**Problem details:** Retype all of the entries precisely.

□ □ □ □ □

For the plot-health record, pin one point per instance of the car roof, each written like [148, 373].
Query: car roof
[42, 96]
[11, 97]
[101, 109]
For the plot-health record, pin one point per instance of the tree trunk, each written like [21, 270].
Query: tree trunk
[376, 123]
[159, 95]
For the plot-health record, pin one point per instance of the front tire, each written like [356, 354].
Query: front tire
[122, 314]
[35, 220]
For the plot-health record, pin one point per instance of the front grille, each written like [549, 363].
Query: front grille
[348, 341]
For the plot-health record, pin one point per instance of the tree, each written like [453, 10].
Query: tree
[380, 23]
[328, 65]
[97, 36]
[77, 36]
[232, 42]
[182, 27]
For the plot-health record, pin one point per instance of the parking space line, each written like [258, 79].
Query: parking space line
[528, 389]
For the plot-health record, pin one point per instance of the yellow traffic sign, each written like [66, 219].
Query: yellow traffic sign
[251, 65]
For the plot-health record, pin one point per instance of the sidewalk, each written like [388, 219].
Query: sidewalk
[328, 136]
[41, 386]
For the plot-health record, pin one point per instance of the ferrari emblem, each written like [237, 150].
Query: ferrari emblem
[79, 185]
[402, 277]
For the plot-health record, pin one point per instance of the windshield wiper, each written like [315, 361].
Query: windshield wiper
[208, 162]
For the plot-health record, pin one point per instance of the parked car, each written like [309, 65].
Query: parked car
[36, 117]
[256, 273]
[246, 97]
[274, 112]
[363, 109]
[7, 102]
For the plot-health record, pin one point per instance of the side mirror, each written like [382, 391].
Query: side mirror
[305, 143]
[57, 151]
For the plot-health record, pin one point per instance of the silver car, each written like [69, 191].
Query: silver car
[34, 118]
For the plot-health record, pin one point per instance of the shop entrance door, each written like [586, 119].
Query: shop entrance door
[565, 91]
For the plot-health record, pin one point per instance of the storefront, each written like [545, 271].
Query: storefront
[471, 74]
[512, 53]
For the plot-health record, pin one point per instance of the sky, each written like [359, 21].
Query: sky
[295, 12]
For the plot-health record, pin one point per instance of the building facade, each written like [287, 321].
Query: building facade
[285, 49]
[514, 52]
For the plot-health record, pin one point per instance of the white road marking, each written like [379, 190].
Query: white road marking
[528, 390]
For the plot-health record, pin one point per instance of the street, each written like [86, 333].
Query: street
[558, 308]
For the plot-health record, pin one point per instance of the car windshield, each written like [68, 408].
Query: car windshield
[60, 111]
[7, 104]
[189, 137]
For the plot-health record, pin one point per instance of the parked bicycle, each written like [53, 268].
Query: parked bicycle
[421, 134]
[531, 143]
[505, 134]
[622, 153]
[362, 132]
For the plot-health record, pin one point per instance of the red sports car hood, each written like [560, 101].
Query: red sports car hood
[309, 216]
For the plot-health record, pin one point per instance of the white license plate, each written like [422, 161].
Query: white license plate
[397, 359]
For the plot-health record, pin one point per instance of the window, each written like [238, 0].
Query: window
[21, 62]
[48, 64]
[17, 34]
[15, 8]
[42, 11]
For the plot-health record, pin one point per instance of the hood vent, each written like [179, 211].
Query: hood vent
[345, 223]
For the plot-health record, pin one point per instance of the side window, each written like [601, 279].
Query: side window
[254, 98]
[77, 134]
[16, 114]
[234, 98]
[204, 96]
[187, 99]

□ □ □ □ □

**Response:**
For the plot-health record, pin one point per instance of the car roof, each written like [148, 373].
Query: car roof
[42, 96]
[11, 97]
[101, 109]
For the plot-health record, pin one point per instance of the tree trunk, each written like [21, 270].
Query: tree trunk
[376, 123]
[159, 95]
For the plot-health record, pin one point per instance of the front tire, each written like [356, 354].
Query: front tire
[122, 314]
[35, 220]
For the plot-health record, pin one point per instance of the front grille, each written like [549, 363].
Query: front grille
[348, 341]
For the plot-health record, pin one point per instance of the tree, each written like [453, 10].
Query: tree
[380, 23]
[328, 65]
[97, 36]
[77, 36]
[232, 42]
[182, 27]
For the plot-health record, pin one point per instance of the parking space line, each written like [258, 79].
Query: parking space line
[528, 389]
For the plot-health record, pin one point per instance of the yellow traffic sign, each written like [66, 219].
Query: yellow traffic sign
[251, 65]
For the plot-health record, pin one point per instance of the sidewalk, each written like [388, 219].
Query: sidewalk
[328, 136]
[41, 386]
For the plot-health record, pin one point per instance of the ferrari emblem, each written like [237, 150].
Query: ferrari emblem
[79, 185]
[402, 277]
For the plot-health record, pin one point per instance of the windshield wiper, each written like [315, 361].
Query: windshield wiper
[208, 162]
For the plot-health record, pin one point per instance of the parked car, each written like [309, 65].
Query: parked car
[36, 117]
[256, 273]
[246, 97]
[274, 112]
[363, 109]
[7, 102]
For the plot-health record, pin one point per instance of the side mirror, each written like [382, 391].
Query: side mirror
[305, 143]
[57, 151]
For the plot-health record, pin one point per instance of the silver car, each written like [69, 191].
Query: silver car
[34, 118]
For the plot-health record, pin one point per instance of the shop entrance door, each written like [586, 119].
Query: shop entrance door
[565, 91]
For the plot-health record, pin one point per instance of the storefront, each written like [545, 271].
Query: storefront
[471, 74]
[512, 53]
For the plot-health record, pin one point per instance of the sky, each written like [359, 21].
Query: sky
[295, 12]
For the plot-health record, pin one point per instance of the building facade, each written like [287, 321].
Query: building facade
[285, 49]
[514, 52]
For the plot-health record, pin one point per instance of the white road marking, each written like [379, 190].
Query: white road marking
[528, 390]
For the plot-health record, pin one point per instance of the street, each written like [86, 333].
Query: street
[558, 308]
For the plot-health record, pin one point per instance of the car windshield, each written like [68, 408].
Query: car windshield
[60, 111]
[7, 104]
[189, 137]
For the plot-health record, pin one point per instance of the parked bicycle, each written like [53, 268].
Query: parked bicycle
[421, 134]
[531, 143]
[505, 134]
[622, 153]
[362, 132]
For the plot-health record, pin one point per instance of the red sports car hood, each written like [560, 101].
Query: red sports car hood
[309, 216]
For the plot-health record, pin one point per instance of the white license plate, each written like [422, 161].
Query: white license plate
[397, 359]
For the plot-health record, pin one point per instance of the window, each written like [238, 0].
Query: window
[21, 62]
[48, 64]
[17, 34]
[15, 8]
[42, 11]
For the plot-health record, pin one point per instance of the hood vent, each written like [179, 211].
Query: hood vent
[345, 223]
For the plot-health record, pin one point per instance of the side window, each written like [601, 279].
Query: side window
[254, 98]
[77, 134]
[16, 114]
[234, 98]
[204, 96]
[187, 99]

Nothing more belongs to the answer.